--- WHAT YOU NEED TO DO ---
Write out all of the lines below, exactly and completely.
* begin *
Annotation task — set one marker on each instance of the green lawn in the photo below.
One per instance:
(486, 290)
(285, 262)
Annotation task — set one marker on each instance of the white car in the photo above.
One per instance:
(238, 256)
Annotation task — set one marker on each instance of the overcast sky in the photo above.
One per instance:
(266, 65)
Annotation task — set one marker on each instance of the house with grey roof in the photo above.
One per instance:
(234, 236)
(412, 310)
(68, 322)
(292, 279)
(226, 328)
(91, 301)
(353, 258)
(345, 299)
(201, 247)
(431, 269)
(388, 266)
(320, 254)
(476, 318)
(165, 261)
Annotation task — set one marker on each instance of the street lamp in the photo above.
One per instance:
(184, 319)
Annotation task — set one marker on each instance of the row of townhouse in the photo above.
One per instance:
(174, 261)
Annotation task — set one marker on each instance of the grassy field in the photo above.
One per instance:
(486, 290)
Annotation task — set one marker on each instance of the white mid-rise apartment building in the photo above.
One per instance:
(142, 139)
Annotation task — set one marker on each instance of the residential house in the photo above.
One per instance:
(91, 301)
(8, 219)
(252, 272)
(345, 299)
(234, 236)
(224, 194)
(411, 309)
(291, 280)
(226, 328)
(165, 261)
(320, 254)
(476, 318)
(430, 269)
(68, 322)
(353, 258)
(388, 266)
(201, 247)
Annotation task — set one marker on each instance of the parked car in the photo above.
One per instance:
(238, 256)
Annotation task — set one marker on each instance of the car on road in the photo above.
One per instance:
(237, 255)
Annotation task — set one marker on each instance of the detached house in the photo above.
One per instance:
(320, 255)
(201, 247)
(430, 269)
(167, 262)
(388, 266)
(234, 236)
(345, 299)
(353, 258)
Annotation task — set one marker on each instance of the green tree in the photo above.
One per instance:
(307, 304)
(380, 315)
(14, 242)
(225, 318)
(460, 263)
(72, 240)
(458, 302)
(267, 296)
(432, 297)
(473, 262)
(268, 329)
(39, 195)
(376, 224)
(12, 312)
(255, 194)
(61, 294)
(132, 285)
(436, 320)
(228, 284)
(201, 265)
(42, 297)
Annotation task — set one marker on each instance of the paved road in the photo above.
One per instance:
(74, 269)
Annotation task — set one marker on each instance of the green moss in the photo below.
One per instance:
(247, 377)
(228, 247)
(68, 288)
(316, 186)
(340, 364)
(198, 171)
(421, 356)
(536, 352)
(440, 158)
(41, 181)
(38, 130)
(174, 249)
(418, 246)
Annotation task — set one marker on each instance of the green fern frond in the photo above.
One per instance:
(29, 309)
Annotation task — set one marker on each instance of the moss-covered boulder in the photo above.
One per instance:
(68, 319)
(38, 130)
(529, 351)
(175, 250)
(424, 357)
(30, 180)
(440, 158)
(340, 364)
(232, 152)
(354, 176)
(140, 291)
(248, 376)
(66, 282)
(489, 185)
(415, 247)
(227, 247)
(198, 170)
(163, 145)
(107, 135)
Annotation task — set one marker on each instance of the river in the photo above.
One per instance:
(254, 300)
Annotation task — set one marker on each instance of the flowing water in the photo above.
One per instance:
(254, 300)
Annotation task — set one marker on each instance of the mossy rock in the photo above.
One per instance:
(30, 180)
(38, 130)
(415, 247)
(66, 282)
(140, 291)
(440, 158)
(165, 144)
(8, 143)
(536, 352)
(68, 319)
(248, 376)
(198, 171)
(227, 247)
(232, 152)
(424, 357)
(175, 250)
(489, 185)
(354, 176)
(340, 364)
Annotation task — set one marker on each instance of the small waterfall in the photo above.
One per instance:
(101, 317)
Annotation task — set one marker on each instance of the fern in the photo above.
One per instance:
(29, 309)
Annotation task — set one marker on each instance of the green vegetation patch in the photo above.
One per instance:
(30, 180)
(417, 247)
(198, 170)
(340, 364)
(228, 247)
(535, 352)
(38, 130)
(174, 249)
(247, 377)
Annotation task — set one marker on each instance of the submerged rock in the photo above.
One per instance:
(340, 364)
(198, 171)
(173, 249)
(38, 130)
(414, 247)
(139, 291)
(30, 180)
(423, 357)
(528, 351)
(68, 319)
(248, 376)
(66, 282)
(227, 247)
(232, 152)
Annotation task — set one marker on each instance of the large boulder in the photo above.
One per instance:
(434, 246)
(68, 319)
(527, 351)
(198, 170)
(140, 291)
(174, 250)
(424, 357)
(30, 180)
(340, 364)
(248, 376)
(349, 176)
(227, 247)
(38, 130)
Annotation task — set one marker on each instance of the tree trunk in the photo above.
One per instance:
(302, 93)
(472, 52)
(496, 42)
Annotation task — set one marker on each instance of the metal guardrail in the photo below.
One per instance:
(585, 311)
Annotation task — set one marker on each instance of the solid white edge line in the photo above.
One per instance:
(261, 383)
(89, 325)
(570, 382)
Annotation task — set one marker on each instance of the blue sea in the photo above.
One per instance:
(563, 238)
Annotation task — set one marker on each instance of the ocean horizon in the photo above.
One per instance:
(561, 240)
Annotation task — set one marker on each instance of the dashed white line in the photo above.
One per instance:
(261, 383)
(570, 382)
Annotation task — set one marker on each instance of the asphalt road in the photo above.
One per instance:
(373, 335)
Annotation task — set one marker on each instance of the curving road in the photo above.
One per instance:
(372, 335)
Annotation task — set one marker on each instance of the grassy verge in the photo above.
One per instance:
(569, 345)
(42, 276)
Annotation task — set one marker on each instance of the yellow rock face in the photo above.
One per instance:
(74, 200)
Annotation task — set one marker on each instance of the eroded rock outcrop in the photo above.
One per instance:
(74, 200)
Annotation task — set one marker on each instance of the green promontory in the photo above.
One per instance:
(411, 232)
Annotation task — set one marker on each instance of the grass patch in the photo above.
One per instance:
* end *
--- FULL SOLUTION ---
Annotation task — set one marker on each instance of the green lawn in the photo below.
One per instance:
(486, 290)
(285, 262)
Annotation task — set one marker on each instance of the white car in the photo above.
One per instance:
(238, 256)
Annotation task — set one marker on each instance of the overcast sky in the photo above.
One per instance:
(266, 65)
Annotation task — set one marker on each instance of the house with grey roof in the photo above.
One per instance:
(234, 236)
(412, 310)
(68, 322)
(292, 279)
(226, 328)
(91, 301)
(353, 258)
(345, 299)
(201, 247)
(431, 269)
(388, 266)
(320, 254)
(476, 318)
(165, 261)
Annotation task — set one marker on each instance of the street lamp in the photo above.
One per instance:
(184, 319)
Annotation task — set one marker on each instance of the row of townhouse in the photo above.
One per instance:
(174, 261)
Annotation task — set one marker on each instance of the grassy field in the photo above.
One per instance:
(486, 290)
Annotation task — set one marker on each instance of the white mid-rise apartment building in the photo above.
One per instance:
(142, 139)
Annotation task — set one marker on each instance of the residential house in the photo above.
One per instance:
(91, 301)
(8, 219)
(252, 272)
(345, 299)
(234, 236)
(224, 194)
(411, 309)
(291, 280)
(226, 328)
(165, 261)
(320, 254)
(476, 318)
(430, 269)
(68, 322)
(353, 258)
(388, 266)
(201, 247)
Annotation task — set one marker on each instance of the parked car in the photo above.
One per instance:
(238, 256)
Annotation task — set one marker on each instance of the car on road in the photo above.
One per instance:
(237, 255)
Annotation task — set one marker on each instance of the detached house in the photo above.
One per instance:
(320, 255)
(201, 247)
(430, 269)
(167, 262)
(388, 266)
(234, 236)
(345, 299)
(353, 258)
Annotation task — set one marker on each instance of the green tree in the photo above.
One per instance:
(307, 304)
(380, 315)
(14, 242)
(225, 318)
(460, 263)
(72, 240)
(458, 302)
(267, 296)
(432, 297)
(473, 262)
(268, 329)
(39, 195)
(376, 224)
(12, 312)
(255, 194)
(61, 294)
(132, 285)
(436, 320)
(228, 284)
(201, 265)
(42, 297)
Annotation task — set one marker on each instance of the paved road in the photo above.
One per instance:
(74, 269)
Annotation task — set one marker on each instance of the green moss in the photo below.
One per instance:
(247, 377)
(228, 247)
(68, 288)
(316, 186)
(340, 364)
(198, 171)
(421, 356)
(536, 352)
(440, 158)
(41, 181)
(38, 130)
(174, 249)
(418, 246)
Annotation task — set one marker on each instance of the green fern frond in the photo above.
One per instance:
(29, 309)
Annotation task — set one marker on each instance of the moss-covered boulder in the photo above.
One per instance:
(68, 319)
(38, 130)
(529, 351)
(175, 250)
(424, 357)
(30, 180)
(440, 158)
(340, 364)
(232, 152)
(354, 176)
(140, 291)
(248, 376)
(66, 282)
(489, 185)
(415, 247)
(227, 247)
(198, 170)
(163, 145)
(107, 135)
Annotation task — set one marker on each instance of the river in the photo above.
One per instance:
(254, 300)
Annotation task — set one marker on each instance of the flowing water in the photo above.
One per instance:
(254, 300)
Annotation task — set one marker on each instance of the mossy rock in the photo above.
One per instance:
(30, 180)
(38, 130)
(415, 247)
(66, 282)
(140, 291)
(440, 158)
(165, 144)
(8, 143)
(536, 352)
(68, 319)
(248, 376)
(198, 171)
(227, 247)
(232, 152)
(424, 357)
(175, 250)
(489, 185)
(354, 176)
(340, 364)
Annotation task — set one marker on each instance of the small waterfall in the photo above.
One per instance:
(101, 317)
Annotation task — set one marker on each instance of the fern in the photo above.
One per instance:
(29, 309)
Annotation task — set one marker on each instance of the green vegetation patch in the photo above.
One per instance:
(30, 180)
(417, 247)
(198, 170)
(340, 364)
(228, 247)
(535, 352)
(38, 130)
(174, 249)
(247, 377)
Annotation task — set one marker on each instance of the submerged rock in the photo above.
One per instance:
(340, 364)
(198, 171)
(173, 249)
(38, 130)
(414, 247)
(139, 291)
(30, 180)
(423, 357)
(528, 351)
(68, 319)
(248, 376)
(66, 282)
(227, 247)
(232, 152)
Annotation task — set one marker on each instance of the large boulder in the photo above.
One per instance:
(434, 246)
(68, 319)
(527, 351)
(198, 170)
(140, 291)
(174, 250)
(424, 357)
(30, 180)
(340, 364)
(248, 376)
(349, 176)
(227, 247)
(38, 130)
Annotation task — set one marker on each instance of the tree trunk in the photo above.
One per instance:
(302, 93)
(472, 52)
(496, 42)
Annotation task — set one marker on each instance of the metal guardrail in the photo below.
One per instance:
(585, 311)
Annotation task — set one marker on each instance of the solid white edge line in the photo above.
One per instance:
(261, 383)
(89, 325)
(570, 382)
Annotation task — set one marker on each instance of the blue sea in the photo above.
One per instance:
(563, 238)
Annotation task — set one marker on each instance of the ocean horizon in the photo above.
One per instance:
(561, 240)
Annotation task — set one marker on each instance of the dashed white line in the photo above.
One per instance:
(261, 383)
(570, 382)
Annotation task — set one marker on each instance of the asphalt road in the photo above.
One per instance:
(373, 335)
Annotation task — set one marker on each instance of the curving road in the photo above.
One per instance:
(372, 335)
Annotation task — set one marker on each instance of the grassy verge in the photo above.
One per instance:
(569, 345)
(42, 276)
Annotation task — set one marker on each instance of the yellow rock face in the photo above.
One per instance:
(74, 200)
Annotation task — set one marker on each instance of the eroded rock outcrop in the photo above.
One per instance:
(74, 200)
Annotation task — set one marker on each instance of the green promontory in the photo above.
One per instance:
(411, 232)
Annotation task — set one marker on each instance of the grass patch in the photo above.
One per instance:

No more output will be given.